- [THE EXERCISE]:
Gather each line of the data below that contains the string "query", and copy those lines out in full.

[Extracted data entries]
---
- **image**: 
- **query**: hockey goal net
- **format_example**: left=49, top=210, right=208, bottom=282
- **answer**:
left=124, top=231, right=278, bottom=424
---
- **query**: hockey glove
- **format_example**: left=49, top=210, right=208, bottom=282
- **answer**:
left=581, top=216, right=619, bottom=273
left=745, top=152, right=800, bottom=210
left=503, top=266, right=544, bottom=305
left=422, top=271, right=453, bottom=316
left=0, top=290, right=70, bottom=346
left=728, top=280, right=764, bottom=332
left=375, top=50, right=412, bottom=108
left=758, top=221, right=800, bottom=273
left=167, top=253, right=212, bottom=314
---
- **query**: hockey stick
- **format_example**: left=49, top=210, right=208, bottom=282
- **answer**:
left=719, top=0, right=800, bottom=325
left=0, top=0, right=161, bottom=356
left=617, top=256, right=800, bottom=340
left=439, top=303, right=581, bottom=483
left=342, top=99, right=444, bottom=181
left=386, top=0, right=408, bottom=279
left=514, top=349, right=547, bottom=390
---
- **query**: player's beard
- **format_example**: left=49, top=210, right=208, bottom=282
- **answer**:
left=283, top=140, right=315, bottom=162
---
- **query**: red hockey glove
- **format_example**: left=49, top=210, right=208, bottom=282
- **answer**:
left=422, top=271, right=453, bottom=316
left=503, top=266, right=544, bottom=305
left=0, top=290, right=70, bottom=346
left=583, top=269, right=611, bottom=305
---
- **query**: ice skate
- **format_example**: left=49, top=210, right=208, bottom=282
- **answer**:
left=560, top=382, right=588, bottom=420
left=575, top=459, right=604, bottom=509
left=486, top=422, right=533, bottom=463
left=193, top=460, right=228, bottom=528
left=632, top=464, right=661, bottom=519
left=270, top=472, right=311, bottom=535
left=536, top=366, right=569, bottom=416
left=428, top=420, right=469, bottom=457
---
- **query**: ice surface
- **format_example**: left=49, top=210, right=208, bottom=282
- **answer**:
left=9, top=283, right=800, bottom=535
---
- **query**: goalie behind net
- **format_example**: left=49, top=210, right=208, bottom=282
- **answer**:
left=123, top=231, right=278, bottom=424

- [TASK ANSWER]:
- **query**: hockey goal net
- **query**: hockey glove
- **query**: hockey stick
- **query**: player's beard
- **query**: red hockey glove
- **query**: ice skate
- **query**: ice surface
- **query**: goalie behind net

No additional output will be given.